▶ [TAREFA PROPOSTA]: Relacione todas as pessoas que são mencionadas pelo nome no trecho do documento a seguir.

▶ [TRECHO DO DOCUMENTO]:
A parte do governo

Não se trata apenas de cobrir alguns buracos das contas públicas. O discurso

de posse do ministro Joaquim Levy vai mais longe: revalida a tese segundo a qual a austeridade é virtude permanente e, sobretudo, a base para o crescimento da renda e do emprego.

 

                  É o contrário perfeito da política dos anos 2011/14, período em que o então ministro Guido Mantega, falando pela presidente Dilma, definia superávit primário – gastar menos do que se arrecada – como um  sacrifício a fazer em determinados momentos. O certo era gastar mais para estimular a atividade. Economia, austeridade – isso só para acalmar o mercado, este entendido como a súcia de especuladores e banqueiros. Por isso, o então ministro apresentava aquelas contas marteladas, que davam uma aparência formal de equilíbrio do orçamento federal. No fundo, entendiam, ex-ministro e presidente, que fazer superávit primário elevado, definindo-se a austeridade fiscal como prioridade, era o caminho da recessão e do desemprego.

 

                  E quer saber? É muito provável que essas duas coisas aconteçam neste ano. O desemprego deve ser maior que em 2014. E não digo recessão, mas que o PIB vai crescer muito pouco, se crescer, não há dúvida. Isso dará a impressão de que a política anterior estava certa. Será só impressão, porque o país ainda levará algum tempo para se livrar dessa herança do baixo crescimento com inflação e juros elevados. Ou seja, o problema não estará no remédio da austeridade, mas na lambança anterior. Mas como isso não é simples de explicar , a turma do Mantega poderá apontar o dedo: não falei?

 

                  Não é uma disputa nova. Na verdade, debate-se sobre isso no mundo todo, sempre que há uma crise ou problemas graves a atacar. Todo mundo sabe que, em qualquer país, o governo sempre gasta bastante e o setor público tem papel muito forte, se não dominante. A convergência acaba aqui. Como e onde gastar? Até quando se pode usar o déficit das contas públicas para animar a economia?

 

                  Para um dos lados (para simplificar: a turma que anda elogiando o ministro Joaquim Levy),  esse tipo de política é sempre provisória e deve ser conduzida de modo a manter as bases do equilíbrio fiscal para o pós-crise e para quando a economia já estiver se reanimando. Ou seja, o equilíbrio das contas é sagrado, vem na frente. E mesmo quando não há crescimento – caso atual do Brasil – isso não decorre da falta de gasto público, mas, ao contrário, por excesso de gastos perdulários e mal feitos.

 

                  Para o pessoal do outro lado, é um absurdo pregar e praticar austeridade quando a economia anda devagar. O prêmio Nobel Paul Krugman vem dizendo isso há muitos anos a propósito dos EUA e da Europa. E estava errado, notou Jeffrey D. Sachs, em artigo publicado ontem pelo Valor Econômico.

▶ [INFORMAÇÕES FORNECIDAS]:

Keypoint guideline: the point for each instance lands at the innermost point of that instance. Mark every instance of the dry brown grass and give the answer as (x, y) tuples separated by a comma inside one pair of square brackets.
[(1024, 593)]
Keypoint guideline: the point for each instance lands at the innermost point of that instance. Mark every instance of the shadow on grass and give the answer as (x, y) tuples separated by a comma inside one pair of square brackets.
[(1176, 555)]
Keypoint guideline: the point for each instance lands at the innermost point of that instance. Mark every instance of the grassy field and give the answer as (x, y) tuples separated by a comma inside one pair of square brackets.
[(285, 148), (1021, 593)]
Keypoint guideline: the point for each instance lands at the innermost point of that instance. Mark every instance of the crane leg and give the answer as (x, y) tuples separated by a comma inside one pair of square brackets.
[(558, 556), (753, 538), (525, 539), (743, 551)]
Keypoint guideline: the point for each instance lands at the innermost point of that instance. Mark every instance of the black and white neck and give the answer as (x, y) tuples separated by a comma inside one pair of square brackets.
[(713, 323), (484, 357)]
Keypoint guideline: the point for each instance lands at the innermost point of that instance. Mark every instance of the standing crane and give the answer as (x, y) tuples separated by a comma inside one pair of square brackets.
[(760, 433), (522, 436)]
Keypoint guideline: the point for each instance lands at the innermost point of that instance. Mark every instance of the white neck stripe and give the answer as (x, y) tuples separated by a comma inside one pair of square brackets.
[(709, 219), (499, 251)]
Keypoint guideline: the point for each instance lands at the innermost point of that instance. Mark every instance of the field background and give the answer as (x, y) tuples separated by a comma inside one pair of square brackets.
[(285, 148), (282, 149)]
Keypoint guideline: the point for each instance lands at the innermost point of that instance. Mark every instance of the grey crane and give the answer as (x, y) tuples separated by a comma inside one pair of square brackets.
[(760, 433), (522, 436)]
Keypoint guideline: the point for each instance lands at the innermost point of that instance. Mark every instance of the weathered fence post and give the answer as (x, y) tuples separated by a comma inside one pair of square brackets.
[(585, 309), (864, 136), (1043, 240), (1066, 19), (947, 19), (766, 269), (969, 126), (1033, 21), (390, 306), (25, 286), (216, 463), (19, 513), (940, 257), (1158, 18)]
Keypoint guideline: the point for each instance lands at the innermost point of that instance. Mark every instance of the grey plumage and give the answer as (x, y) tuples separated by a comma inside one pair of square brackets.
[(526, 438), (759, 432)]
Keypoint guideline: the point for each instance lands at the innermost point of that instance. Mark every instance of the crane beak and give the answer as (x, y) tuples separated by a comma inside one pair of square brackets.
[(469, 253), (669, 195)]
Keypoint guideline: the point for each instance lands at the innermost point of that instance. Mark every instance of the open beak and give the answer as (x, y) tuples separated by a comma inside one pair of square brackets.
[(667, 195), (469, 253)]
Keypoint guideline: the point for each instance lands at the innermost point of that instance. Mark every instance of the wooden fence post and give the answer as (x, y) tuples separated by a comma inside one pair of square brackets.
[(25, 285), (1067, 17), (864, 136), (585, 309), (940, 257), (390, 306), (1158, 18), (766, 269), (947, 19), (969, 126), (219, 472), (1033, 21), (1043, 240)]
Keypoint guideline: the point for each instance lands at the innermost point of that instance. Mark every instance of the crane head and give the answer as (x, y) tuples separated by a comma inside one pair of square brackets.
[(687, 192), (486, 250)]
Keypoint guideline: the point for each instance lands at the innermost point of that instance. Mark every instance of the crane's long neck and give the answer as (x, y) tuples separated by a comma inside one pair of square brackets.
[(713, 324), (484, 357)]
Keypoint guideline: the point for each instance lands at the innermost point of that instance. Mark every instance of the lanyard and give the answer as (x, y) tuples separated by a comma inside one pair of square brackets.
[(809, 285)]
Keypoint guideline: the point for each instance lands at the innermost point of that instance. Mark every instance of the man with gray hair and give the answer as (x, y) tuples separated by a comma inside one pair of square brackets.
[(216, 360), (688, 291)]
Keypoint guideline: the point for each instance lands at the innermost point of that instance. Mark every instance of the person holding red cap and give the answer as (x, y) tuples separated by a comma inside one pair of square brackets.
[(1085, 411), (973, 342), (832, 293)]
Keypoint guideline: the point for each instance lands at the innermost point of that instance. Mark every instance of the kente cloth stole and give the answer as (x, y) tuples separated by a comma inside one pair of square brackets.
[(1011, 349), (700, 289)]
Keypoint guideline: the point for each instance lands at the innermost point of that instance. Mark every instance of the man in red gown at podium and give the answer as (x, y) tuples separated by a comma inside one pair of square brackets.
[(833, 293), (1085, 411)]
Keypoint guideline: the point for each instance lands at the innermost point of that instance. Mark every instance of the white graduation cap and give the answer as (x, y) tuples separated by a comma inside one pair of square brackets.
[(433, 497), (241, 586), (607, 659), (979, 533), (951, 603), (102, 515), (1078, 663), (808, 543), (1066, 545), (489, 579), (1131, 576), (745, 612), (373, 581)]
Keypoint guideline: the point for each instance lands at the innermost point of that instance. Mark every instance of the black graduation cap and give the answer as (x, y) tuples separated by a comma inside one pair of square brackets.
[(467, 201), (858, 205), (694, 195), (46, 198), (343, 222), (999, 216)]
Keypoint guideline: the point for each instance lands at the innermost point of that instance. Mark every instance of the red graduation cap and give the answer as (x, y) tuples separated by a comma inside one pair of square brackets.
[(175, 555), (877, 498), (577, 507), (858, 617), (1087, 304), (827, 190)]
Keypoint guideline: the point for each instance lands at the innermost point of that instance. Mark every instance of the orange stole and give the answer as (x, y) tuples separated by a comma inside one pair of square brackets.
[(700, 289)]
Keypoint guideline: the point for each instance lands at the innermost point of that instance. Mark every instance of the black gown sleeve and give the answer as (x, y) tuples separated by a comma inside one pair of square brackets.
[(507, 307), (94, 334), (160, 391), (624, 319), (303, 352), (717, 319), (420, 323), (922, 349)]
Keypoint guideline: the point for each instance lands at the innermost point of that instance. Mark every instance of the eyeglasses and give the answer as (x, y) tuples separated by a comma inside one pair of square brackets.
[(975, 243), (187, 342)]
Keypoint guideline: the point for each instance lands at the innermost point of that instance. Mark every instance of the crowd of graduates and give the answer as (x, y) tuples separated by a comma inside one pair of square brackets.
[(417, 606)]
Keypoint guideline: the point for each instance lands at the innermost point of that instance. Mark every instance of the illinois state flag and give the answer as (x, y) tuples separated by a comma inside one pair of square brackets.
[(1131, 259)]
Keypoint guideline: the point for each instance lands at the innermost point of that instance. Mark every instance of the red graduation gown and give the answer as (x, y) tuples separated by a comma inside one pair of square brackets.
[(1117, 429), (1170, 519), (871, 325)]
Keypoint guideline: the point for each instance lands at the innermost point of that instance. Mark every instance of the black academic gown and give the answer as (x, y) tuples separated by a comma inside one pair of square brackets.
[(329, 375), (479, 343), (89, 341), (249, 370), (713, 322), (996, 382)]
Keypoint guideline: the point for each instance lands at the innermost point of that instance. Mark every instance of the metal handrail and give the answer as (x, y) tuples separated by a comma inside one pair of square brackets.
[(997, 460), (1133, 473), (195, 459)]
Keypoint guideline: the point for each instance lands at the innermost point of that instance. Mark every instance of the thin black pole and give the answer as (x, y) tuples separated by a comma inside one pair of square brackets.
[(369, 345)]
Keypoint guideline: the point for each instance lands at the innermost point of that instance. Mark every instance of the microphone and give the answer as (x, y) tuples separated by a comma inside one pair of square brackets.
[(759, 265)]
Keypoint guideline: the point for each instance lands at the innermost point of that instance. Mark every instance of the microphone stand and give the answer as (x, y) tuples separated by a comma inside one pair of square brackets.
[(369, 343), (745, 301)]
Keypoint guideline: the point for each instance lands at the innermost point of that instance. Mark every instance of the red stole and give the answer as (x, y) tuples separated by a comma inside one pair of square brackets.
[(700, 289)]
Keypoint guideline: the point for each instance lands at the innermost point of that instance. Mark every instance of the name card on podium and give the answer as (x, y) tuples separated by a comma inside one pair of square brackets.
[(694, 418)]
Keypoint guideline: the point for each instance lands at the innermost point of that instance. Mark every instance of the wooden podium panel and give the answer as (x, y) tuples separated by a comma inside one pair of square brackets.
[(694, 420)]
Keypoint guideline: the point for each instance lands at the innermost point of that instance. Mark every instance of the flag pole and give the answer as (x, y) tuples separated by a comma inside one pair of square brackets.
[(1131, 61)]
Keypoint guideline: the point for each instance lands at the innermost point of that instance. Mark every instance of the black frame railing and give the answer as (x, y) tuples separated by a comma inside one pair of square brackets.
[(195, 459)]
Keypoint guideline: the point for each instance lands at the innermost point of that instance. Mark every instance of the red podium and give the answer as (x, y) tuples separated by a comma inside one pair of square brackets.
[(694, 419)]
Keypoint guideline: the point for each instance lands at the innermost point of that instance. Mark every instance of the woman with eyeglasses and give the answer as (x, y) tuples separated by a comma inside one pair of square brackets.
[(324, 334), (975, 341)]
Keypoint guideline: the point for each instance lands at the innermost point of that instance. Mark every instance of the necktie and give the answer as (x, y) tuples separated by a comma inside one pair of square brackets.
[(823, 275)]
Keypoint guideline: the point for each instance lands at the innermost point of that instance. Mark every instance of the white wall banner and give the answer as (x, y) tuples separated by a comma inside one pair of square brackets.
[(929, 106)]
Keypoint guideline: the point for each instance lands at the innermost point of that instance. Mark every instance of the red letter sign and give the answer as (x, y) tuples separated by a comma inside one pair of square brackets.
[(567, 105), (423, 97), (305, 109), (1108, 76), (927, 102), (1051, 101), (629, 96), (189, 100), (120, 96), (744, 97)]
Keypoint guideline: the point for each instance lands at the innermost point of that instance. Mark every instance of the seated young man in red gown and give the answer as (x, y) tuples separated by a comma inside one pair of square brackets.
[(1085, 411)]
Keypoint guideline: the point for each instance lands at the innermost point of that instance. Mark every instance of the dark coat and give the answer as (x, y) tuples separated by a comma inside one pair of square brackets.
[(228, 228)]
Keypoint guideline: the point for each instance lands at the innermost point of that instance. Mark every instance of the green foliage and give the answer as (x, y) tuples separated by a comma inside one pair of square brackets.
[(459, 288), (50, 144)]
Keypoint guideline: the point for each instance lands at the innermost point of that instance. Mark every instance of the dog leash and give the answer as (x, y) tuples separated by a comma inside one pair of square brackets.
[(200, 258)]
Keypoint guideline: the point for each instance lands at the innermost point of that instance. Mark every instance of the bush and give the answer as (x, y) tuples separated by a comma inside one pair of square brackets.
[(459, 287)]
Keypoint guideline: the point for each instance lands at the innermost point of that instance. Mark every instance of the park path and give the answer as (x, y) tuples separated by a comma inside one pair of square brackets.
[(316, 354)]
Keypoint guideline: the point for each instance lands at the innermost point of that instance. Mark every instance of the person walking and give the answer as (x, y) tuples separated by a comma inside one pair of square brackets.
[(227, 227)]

▶ [RESPOSTA REDIGIDA]: Joaquim Levy, Guido Mantega, Dilma, Paul Krugman e Jeffrey D. Sachs.